= Problem statement =
Word for word, give the data again without its pictures.
══ Provided data ══
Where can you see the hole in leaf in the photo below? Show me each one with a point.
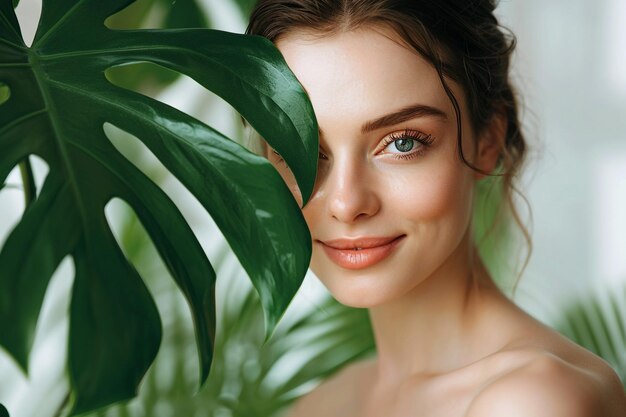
(207, 233)
(40, 171)
(143, 77)
(28, 13)
(185, 94)
(48, 355)
(11, 203)
(5, 93)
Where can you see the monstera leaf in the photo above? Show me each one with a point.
(57, 100)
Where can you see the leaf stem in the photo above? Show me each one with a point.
(28, 179)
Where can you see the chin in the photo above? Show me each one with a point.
(353, 293)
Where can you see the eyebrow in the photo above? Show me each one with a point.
(406, 113)
(402, 115)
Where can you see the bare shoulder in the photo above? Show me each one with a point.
(547, 385)
(337, 395)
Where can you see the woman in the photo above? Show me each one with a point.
(415, 108)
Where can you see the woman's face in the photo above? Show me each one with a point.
(392, 200)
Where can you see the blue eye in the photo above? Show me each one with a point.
(407, 142)
(402, 145)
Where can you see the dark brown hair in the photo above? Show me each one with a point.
(463, 41)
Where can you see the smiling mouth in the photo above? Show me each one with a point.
(360, 253)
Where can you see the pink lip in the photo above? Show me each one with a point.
(360, 253)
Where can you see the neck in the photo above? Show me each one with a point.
(437, 326)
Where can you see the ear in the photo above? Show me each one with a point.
(491, 144)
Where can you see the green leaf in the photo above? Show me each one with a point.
(60, 101)
(5, 93)
(596, 321)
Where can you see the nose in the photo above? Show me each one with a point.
(350, 191)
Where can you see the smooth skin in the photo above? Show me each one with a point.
(449, 343)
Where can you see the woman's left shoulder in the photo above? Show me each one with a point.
(547, 385)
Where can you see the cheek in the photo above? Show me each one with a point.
(431, 194)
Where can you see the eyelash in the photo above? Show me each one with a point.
(416, 135)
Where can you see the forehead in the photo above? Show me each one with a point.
(361, 74)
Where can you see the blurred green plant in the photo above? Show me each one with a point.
(57, 103)
(597, 321)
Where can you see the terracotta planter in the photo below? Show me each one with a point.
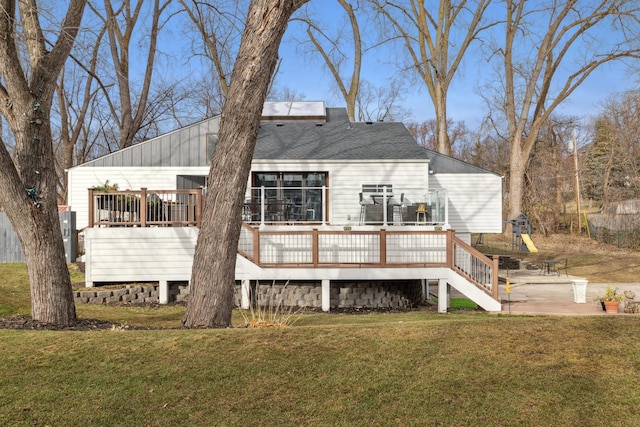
(611, 306)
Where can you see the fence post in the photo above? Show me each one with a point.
(143, 207)
(91, 209)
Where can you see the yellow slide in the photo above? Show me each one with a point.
(527, 241)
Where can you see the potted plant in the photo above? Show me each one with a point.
(612, 299)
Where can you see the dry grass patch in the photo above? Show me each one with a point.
(588, 258)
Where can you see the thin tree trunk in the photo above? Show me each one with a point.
(213, 276)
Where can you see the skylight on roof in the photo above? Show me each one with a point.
(294, 110)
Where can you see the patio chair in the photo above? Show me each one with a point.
(559, 267)
(363, 203)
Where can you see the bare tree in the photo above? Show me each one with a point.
(343, 55)
(541, 42)
(213, 275)
(130, 111)
(331, 49)
(435, 43)
(612, 159)
(426, 134)
(381, 103)
(219, 27)
(76, 94)
(28, 178)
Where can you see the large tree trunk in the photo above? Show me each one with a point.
(213, 276)
(36, 223)
(27, 176)
(442, 126)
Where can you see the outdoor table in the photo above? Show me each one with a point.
(547, 265)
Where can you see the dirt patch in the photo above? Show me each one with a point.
(27, 323)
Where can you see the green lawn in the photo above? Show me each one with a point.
(395, 369)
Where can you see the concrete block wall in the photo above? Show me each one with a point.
(379, 294)
(128, 294)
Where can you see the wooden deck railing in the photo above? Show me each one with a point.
(377, 248)
(141, 208)
(475, 266)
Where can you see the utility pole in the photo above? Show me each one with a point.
(575, 164)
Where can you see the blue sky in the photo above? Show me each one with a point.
(309, 76)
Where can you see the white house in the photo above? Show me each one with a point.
(328, 201)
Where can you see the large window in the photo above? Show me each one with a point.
(301, 192)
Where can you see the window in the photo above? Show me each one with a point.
(376, 188)
(302, 190)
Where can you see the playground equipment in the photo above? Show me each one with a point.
(520, 234)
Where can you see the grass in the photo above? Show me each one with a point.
(419, 368)
(587, 258)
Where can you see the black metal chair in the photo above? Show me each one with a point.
(363, 203)
(565, 267)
═══
= Solution =
Where can you see the hole in leaf in the photo below? Show me each one with a point.
(207, 233)
(40, 171)
(143, 77)
(28, 13)
(185, 94)
(48, 355)
(11, 203)
(5, 93)
Where can you see the monstera leaf in the photo above? Show me each one with a point.
(57, 100)
Where can you see the leaf stem in the photo above? Show me each one with a point.
(28, 179)
Where can you see the chin in the photo above? Show me each one with a point.
(353, 293)
Where can you see the eyebrow in the photo above? Show me each one with a point.
(406, 113)
(402, 115)
Where can you see the bare shoulder in the photo above? Show me each one with a point.
(547, 385)
(337, 395)
Where can you see the woman in the photo above? Show me each one with a point.
(415, 108)
Where can you see the woman's face in the photo above? Show me each one with a point.
(392, 200)
Where can you see the blue eye in the photo above? Show me each one with a point.
(407, 142)
(402, 145)
Where can you see the dark brown hair in the photo above? Show me each one with a point.
(463, 41)
Where can you see the smiling mouth in the photo above? Show me each one with a point.
(360, 253)
Where can you see the pink lip in the photo above? Show me each one with a point.
(360, 253)
Where can you see the neck in the photo above? Show me each one with a point.
(437, 326)
Where can you see the ear in the photo above? Show me each one with a point.
(491, 144)
Where can you see the green leaf in the photo above? Show me each one with a point.
(60, 101)
(5, 93)
(596, 321)
Where can you see the nose in the photo above? Show me each one with a point.
(350, 191)
Where can you see the smooth skin in the photo above? Show me each one with a point.
(449, 343)
Where can you see the woman's left shoulder in the photo above? Show me each one with a point.
(547, 385)
Where can you see the cheek in the photo above? Show me each one with a point.
(431, 194)
Where can you see the eyelash in the photo above? Show me each one with a point.
(416, 135)
Where can you see the forehead in the photo above? Show me each one with a point.
(361, 74)
Where can you see the blurred green plant in the photo above? Show me each one with a point.
(57, 103)
(597, 321)
Where can you see the terracotta planter in the photo below? Show me each one with a point.
(611, 306)
Where can you see the fence post in the photo above? Show me each one with a point.
(143, 207)
(91, 209)
Where can you see the yellow slide in the photo above? Show me each one with a point.
(527, 241)
Where can you see the potted plant in the photo above? Show me each one with a point.
(612, 299)
Where can you see the dry grass patch in the photo above? Show me each one with a point.
(588, 258)
Where can you see the thin tree trunk in the photo above? Show me each one with a point.
(213, 276)
Where can you see the skylight on roof in the photo above? Show me each one with a point.
(294, 110)
Where can you see the patio chair in the photo above? Show me each one with a point.
(559, 267)
(363, 203)
Where can you see the bare tree in the photo above? Show me each one with a point.
(343, 55)
(541, 42)
(213, 275)
(130, 111)
(331, 49)
(435, 43)
(612, 159)
(426, 134)
(381, 103)
(219, 27)
(76, 94)
(28, 178)
Where can you see the large tree trunk in the photo above? Show me each one with a point.
(213, 276)
(36, 223)
(27, 176)
(442, 126)
Where can you see the outdoor table in the photo above? Show me each one with a point.
(547, 265)
Where can you see the dirt patch in the photo above? Show me each one with a point.
(27, 323)
Where can you see the green lawn in the photo above? Show me each one with a point.
(395, 369)
Where can you see the concrete block wall in the photo above? Show me each one with a point.
(379, 294)
(128, 294)
Where can you see the wooden deck railing in the photo above? Show me each one with a point.
(377, 248)
(141, 208)
(475, 266)
Where can you see the utility pole in the photo above? Show me each one with a point.
(575, 164)
Where can you see the blue sky in the photo above? Show me each one with a point.
(309, 76)
Where can you see the white house in the photo above? Show me each one with a point.
(328, 201)
Where can you see the large window in the photo above? Show me each one with a point.
(301, 192)
Where can you see the window in the photo above? Show me each one with a point.
(376, 188)
(302, 190)
Where can you see the playground equipment in the photo above? Show me each one with a point.
(520, 234)
Where can you see the grass in the photo above? Show me each one with a point.
(419, 368)
(587, 258)
Where can you see the black metal chair in the photo above? Show me each one with a point.
(363, 203)
(565, 267)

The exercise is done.